**Task**: Quote the PhD studentship notice below in full, word for word.

**Extract**:

PhD Studentship - Probing the Potential for Metal-Induced Embrittlement in the Vicinity of Welds

Application deadline: 30/04/2025

How to apply: uom.link/pgr-apply-2425

How many positions: 1

This 4 year PhD project is fully funded and home students, and EU students with settled status, are eligible to apply. The successful candidate will received an annual tax free stipend set at the UKRI rate (£19,237 for 2024/25) and tuition fees will be paid. We expect the stipend to increase each year.

**Extracted entries**:
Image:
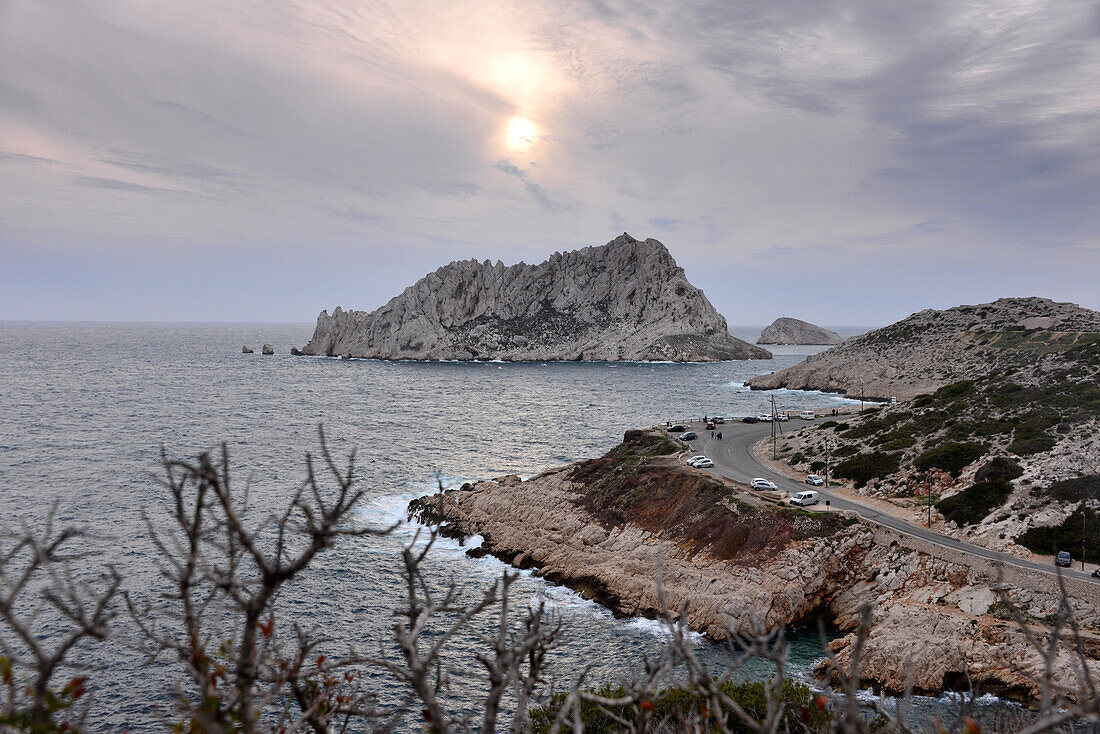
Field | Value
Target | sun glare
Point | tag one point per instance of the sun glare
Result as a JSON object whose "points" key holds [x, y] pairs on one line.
{"points": [[521, 133]]}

**Worked answer**:
PhD Studentship - Probing the Potential for Metal-Induced Embrittlement in the Vicinity of Welds

Application deadline: 30/04/2025

How to apply: uom.link/pgr-apply-2425

How many positions: 1

This 4 year PhD project is fully funded and home students, and EU students with settled status, are eligible to apply. The successful candidate will received an annual tax free stipend set at the UKRI rate (£19,237 for 2024/25) and tuition fees will be paid. We expect the stipend to increase each year.